Format the lines below as a numbered list, omitting any blank lines.

- ENTRIES SUPPLIED:
--------------------------------

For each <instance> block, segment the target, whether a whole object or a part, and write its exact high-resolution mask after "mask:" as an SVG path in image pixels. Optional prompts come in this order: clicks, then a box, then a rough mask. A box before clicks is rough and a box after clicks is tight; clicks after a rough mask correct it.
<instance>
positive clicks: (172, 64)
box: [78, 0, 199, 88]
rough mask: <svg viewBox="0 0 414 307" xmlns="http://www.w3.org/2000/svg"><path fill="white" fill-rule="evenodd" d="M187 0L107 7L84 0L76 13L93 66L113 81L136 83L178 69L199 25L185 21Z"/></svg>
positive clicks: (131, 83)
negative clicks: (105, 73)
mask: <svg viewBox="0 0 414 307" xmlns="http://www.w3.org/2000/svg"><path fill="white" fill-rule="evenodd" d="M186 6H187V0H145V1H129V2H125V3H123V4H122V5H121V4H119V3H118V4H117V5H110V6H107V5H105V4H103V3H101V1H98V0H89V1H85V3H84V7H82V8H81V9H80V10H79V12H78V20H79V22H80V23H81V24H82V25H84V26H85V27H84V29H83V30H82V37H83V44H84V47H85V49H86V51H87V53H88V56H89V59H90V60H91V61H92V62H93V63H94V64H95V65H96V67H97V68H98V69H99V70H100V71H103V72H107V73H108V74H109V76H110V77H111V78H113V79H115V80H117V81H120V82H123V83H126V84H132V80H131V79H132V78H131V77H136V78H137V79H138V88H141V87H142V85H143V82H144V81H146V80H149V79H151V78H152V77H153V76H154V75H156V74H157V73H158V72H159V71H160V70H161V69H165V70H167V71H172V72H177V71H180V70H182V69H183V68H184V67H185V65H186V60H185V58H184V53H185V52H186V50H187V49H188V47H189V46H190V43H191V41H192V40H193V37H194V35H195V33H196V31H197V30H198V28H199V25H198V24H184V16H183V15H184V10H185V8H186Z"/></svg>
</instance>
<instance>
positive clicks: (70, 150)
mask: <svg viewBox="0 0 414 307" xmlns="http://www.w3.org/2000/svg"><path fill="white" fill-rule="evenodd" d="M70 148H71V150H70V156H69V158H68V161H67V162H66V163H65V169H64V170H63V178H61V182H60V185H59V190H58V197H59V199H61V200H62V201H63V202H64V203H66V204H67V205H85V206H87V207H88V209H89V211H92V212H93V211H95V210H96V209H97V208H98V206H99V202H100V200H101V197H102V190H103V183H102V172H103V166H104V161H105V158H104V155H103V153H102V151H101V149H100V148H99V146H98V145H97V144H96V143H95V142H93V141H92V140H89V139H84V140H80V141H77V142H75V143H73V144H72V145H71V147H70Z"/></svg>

--------------------------------

- ANSWER FOR THE TASK:
1. For each <instance> block, segment the target, whether a whole object or a part, and write its exact high-resolution mask after "mask:" as an SVG path in image pixels. Optional prompts come in this order: clicks, then a box, then a rough mask. A box before clicks is rough and a box after clicks is tight; clicks after a rough mask correct it.
2. <instance>
3. positive clicks: (172, 64)
4. box: [78, 0, 199, 88]
5. rough mask: <svg viewBox="0 0 414 307" xmlns="http://www.w3.org/2000/svg"><path fill="white" fill-rule="evenodd" d="M187 0L107 7L84 0L76 13L93 66L113 81L136 83L178 69L199 25L185 21Z"/></svg>
6. positive clicks: (131, 83)
7. negative clicks: (105, 73)
8. mask: <svg viewBox="0 0 414 307" xmlns="http://www.w3.org/2000/svg"><path fill="white" fill-rule="evenodd" d="M186 6H187V0H145V1H129V2H125V3H123V4H122V5H121V4H119V3H118V4H117V5H110V6H107V5H105V4H103V3H101V1H98V0H89V1H85V3H84V7H82V8H81V9H80V10H79V12H78V20H79V22H80V23H81V24H82V25H84V26H85V27H84V29H83V30H82V37H83V44H84V47H85V49H86V51H87V53H88V56H89V59H90V60H91V61H92V62H93V63H94V64H95V65H96V67H97V68H98V69H99V70H100V71H103V72H107V73H108V74H109V76H110V77H111V78H113V79H115V80H117V81H120V82H123V83H126V84H132V80H131V79H132V78H131V77H136V78H137V79H138V88H141V87H142V85H143V82H144V81H146V80H149V79H151V78H152V77H153V76H154V75H156V74H157V73H158V72H159V71H160V70H161V69H165V70H167V71H172V72H177V71H180V70H182V69H183V68H184V67H185V65H186V60H185V58H184V53H185V52H186V50H187V49H188V47H189V46H190V43H191V41H192V40H193V37H194V35H195V33H196V31H197V30H198V28H199V25H198V24H184V16H183V15H184V10H185V8H186Z"/></svg>
9. </instance>
10. <instance>
11. positive clicks: (70, 150)
12. mask: <svg viewBox="0 0 414 307" xmlns="http://www.w3.org/2000/svg"><path fill="white" fill-rule="evenodd" d="M70 148H71V150H70V156H69V158H68V161H67V162H66V163H65V169H64V170H63V178H61V182H60V185H59V190H58V197H59V199H61V200H62V201H63V202H64V203H66V204H67V205H85V206H87V207H88V209H89V211H92V212H93V211H95V210H96V209H97V208H98V206H99V202H100V200H101V197H102V190H103V183H102V172H103V166H104V161H105V158H104V155H103V153H102V151H101V149H100V148H99V146H98V145H97V144H96V143H95V142H93V141H92V140H89V139H84V140H80V141H77V142H75V143H73V144H72V145H71V147H70Z"/></svg>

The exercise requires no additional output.